# PROBLEM DESCRIPTION
Rewrite the material from the line with "the classroom wall;" through the end of the records, switching "keypoint" to "marker" and keeping everything else unchanged. Leave the pictures out of your answer.
* start DATA FOR THIS EXERCISE *
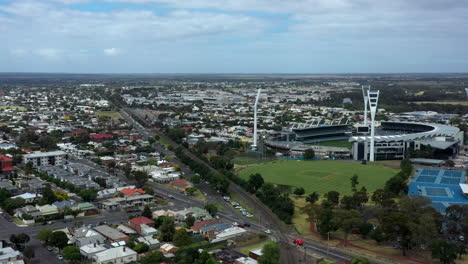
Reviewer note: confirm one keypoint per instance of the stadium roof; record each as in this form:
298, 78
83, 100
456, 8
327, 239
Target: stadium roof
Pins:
437, 130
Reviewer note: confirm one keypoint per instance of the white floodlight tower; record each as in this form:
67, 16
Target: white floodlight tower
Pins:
373, 100
365, 89
254, 145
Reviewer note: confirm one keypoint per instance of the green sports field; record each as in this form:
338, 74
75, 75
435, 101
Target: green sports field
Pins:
321, 176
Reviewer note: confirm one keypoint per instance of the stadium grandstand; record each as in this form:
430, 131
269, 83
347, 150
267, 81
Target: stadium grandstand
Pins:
393, 139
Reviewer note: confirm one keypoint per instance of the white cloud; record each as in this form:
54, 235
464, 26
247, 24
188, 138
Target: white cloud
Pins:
49, 53
112, 51
18, 52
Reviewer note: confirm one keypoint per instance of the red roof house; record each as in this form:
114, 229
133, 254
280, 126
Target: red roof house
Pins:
6, 164
137, 222
78, 132
100, 137
181, 184
130, 191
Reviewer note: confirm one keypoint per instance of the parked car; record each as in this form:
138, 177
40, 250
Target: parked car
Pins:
298, 242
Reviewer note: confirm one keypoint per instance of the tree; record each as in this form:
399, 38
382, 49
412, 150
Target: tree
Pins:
354, 182
360, 260
190, 220
88, 195
49, 195
396, 226
29, 252
191, 190
19, 239
195, 179
72, 254
148, 190
299, 191
44, 234
4, 194
383, 198
182, 238
309, 154
270, 254
58, 239
141, 248
147, 212
327, 222
140, 177
333, 197
396, 185
212, 209
11, 204
155, 257
255, 181
348, 221
167, 229
444, 251
313, 197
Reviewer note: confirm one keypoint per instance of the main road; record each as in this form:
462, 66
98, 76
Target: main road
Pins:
284, 235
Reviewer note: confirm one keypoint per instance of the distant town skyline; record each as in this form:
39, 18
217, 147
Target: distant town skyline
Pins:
233, 36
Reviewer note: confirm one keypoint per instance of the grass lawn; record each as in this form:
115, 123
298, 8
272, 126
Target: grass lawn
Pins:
336, 143
245, 250
321, 176
111, 114
14, 107
242, 160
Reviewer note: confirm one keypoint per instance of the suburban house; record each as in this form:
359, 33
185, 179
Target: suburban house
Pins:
180, 184
90, 250
142, 225
198, 213
113, 235
168, 249
152, 243
125, 202
45, 158
100, 137
48, 209
245, 260
255, 253
228, 234
85, 236
6, 184
6, 165
119, 255
8, 255
28, 197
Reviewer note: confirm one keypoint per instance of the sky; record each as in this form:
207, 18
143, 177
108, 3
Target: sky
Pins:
234, 36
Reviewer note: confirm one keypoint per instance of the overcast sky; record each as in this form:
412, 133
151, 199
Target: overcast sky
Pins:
234, 36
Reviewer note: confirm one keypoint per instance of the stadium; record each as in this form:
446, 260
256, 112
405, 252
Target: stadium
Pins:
392, 140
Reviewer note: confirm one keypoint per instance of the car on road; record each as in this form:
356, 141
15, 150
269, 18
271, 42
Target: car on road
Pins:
298, 242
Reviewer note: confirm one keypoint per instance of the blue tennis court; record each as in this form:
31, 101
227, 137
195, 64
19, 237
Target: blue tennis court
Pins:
436, 191
448, 180
441, 186
453, 174
426, 179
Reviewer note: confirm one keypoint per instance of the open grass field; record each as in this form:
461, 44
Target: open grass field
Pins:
111, 114
336, 143
13, 107
321, 176
444, 102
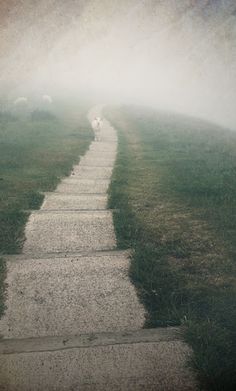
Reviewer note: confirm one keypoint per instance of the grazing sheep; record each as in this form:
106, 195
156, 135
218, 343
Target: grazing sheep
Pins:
47, 98
21, 100
97, 125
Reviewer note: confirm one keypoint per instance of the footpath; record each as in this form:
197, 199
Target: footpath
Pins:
73, 319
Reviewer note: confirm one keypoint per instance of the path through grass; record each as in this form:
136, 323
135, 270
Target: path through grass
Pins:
174, 187
35, 153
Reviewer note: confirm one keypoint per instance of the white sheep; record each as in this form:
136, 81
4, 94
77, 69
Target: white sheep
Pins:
47, 98
97, 125
20, 100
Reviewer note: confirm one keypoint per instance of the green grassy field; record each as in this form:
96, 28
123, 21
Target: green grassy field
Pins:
174, 188
35, 153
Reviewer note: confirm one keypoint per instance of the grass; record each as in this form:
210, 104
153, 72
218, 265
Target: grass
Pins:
174, 189
35, 153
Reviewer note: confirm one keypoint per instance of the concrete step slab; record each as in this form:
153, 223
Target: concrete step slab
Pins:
99, 162
97, 154
103, 146
86, 172
69, 231
72, 201
135, 366
70, 296
80, 186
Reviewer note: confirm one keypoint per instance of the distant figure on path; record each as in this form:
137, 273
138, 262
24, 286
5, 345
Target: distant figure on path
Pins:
97, 125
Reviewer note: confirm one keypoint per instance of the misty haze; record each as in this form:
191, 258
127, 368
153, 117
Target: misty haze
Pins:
117, 195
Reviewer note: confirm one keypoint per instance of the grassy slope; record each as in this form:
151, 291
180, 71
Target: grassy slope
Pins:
34, 155
175, 188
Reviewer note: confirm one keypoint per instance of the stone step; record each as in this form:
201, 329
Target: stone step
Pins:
65, 231
70, 295
147, 360
96, 154
97, 162
72, 201
80, 186
86, 172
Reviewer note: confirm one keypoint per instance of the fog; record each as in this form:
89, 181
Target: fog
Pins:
177, 55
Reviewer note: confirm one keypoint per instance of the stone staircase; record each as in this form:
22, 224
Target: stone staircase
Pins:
73, 319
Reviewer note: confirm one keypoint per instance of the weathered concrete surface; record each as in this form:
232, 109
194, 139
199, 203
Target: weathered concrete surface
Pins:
86, 172
70, 295
96, 162
125, 367
81, 186
58, 297
54, 343
74, 201
65, 231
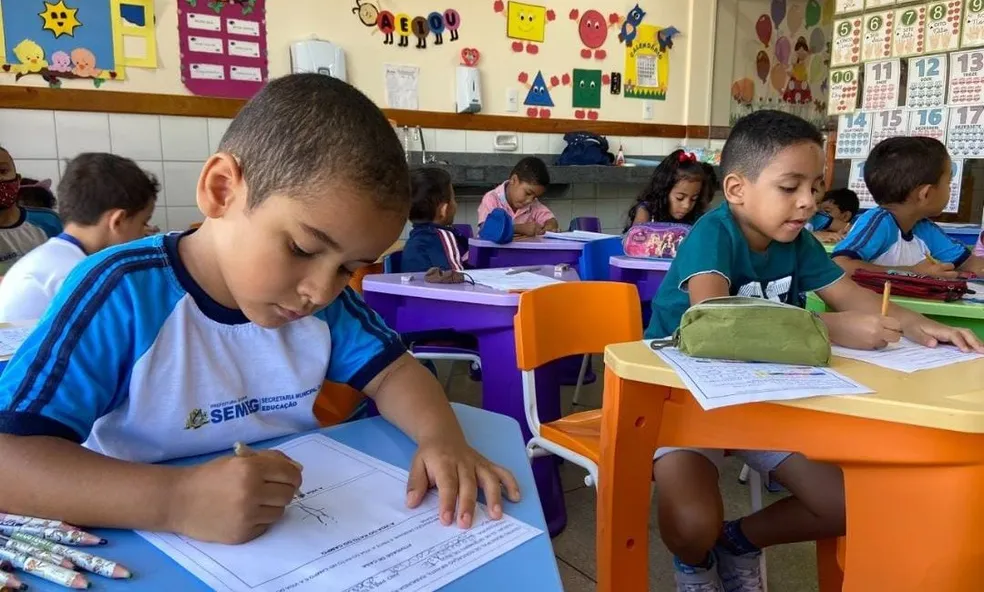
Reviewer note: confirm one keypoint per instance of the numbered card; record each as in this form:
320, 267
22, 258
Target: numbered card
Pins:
853, 135
973, 28
926, 85
877, 38
843, 91
844, 6
910, 31
965, 136
846, 47
888, 124
928, 123
881, 85
855, 182
956, 184
943, 25
967, 78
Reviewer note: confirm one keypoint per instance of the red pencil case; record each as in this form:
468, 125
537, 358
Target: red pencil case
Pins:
914, 285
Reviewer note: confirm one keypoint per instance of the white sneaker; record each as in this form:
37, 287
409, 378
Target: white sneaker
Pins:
697, 579
740, 573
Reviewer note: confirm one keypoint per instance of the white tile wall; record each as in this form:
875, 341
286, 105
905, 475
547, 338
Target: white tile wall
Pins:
174, 149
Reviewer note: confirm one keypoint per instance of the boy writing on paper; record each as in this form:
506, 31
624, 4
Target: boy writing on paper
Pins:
909, 179
520, 198
106, 200
754, 245
183, 344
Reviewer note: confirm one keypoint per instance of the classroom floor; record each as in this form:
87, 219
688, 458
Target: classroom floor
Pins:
791, 568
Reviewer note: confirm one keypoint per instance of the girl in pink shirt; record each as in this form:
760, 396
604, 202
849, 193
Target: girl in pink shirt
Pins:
520, 198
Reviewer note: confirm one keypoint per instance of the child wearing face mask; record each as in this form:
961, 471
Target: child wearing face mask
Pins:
21, 228
679, 191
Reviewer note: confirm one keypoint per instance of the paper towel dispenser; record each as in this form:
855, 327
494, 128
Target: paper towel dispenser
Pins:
320, 57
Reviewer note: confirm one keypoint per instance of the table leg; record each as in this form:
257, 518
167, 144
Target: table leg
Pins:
914, 528
502, 392
630, 426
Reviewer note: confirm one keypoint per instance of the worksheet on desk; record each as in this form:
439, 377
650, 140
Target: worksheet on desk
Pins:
908, 356
351, 531
722, 383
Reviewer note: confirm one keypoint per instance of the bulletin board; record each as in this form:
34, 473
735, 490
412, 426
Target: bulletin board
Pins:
921, 72
72, 39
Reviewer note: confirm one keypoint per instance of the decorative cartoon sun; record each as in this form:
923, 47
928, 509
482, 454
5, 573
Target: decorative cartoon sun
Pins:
60, 19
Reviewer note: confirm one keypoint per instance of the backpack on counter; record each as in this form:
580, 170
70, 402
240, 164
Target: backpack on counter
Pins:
585, 148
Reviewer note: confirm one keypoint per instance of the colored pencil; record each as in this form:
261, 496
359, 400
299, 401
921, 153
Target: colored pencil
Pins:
58, 535
87, 561
22, 547
45, 570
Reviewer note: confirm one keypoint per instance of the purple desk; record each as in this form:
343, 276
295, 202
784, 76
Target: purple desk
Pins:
487, 314
646, 274
484, 254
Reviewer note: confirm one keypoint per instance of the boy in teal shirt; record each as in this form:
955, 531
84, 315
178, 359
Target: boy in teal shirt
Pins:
755, 245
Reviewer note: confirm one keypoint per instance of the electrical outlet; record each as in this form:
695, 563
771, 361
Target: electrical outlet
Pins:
512, 100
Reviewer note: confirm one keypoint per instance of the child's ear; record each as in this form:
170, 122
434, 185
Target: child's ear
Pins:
220, 185
734, 187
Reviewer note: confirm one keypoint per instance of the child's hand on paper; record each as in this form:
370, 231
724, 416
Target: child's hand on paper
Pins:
234, 499
930, 333
457, 471
858, 330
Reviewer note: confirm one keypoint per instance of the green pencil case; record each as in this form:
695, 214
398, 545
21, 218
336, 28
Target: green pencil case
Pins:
753, 330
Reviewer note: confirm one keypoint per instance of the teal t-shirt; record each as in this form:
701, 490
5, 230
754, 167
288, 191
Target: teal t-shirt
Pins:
784, 272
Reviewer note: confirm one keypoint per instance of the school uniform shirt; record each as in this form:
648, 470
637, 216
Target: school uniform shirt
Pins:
716, 244
32, 229
134, 360
29, 286
433, 245
876, 238
496, 200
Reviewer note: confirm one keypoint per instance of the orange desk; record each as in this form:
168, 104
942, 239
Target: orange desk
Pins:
912, 455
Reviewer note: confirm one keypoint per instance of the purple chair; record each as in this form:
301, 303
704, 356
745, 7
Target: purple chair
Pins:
586, 223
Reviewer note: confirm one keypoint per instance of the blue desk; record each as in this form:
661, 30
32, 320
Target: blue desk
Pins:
530, 566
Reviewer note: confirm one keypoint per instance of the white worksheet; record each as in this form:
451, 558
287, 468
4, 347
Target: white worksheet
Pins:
511, 279
908, 356
351, 531
722, 383
581, 236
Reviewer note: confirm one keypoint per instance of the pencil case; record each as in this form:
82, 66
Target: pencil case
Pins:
654, 240
914, 285
752, 330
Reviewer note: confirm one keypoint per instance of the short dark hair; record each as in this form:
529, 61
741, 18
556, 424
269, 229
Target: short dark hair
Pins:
898, 166
95, 182
758, 137
430, 188
845, 200
302, 130
532, 170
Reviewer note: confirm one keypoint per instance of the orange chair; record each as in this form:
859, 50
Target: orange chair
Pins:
573, 318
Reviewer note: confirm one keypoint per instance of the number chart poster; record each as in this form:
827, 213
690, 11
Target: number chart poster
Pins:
223, 47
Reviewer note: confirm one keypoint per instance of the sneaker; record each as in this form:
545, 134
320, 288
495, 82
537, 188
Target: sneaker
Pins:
740, 573
697, 579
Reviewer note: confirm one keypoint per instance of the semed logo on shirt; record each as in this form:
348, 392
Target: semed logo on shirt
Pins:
243, 407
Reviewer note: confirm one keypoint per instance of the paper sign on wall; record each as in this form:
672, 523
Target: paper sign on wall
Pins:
846, 46
910, 30
881, 85
877, 37
843, 91
853, 135
926, 85
967, 77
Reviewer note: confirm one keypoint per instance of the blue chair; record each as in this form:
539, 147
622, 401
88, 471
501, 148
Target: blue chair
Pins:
586, 223
423, 352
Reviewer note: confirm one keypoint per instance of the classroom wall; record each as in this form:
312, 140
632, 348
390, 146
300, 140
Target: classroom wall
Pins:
688, 99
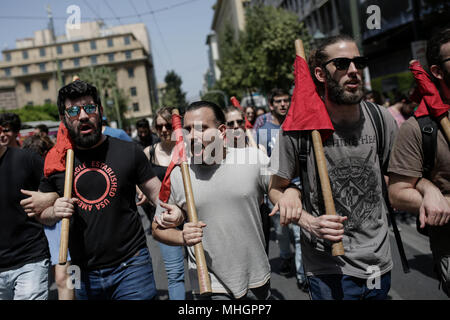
* end DATA FOR THIS EXERCISE *
# EXPECTED OUTPUT
Reviewer note: confirm one marker per instance of the classroom wall; record each as in this form:
312, 140
632, 348
390, 146
300, 140
Target: classroom wall
Pins:
688, 99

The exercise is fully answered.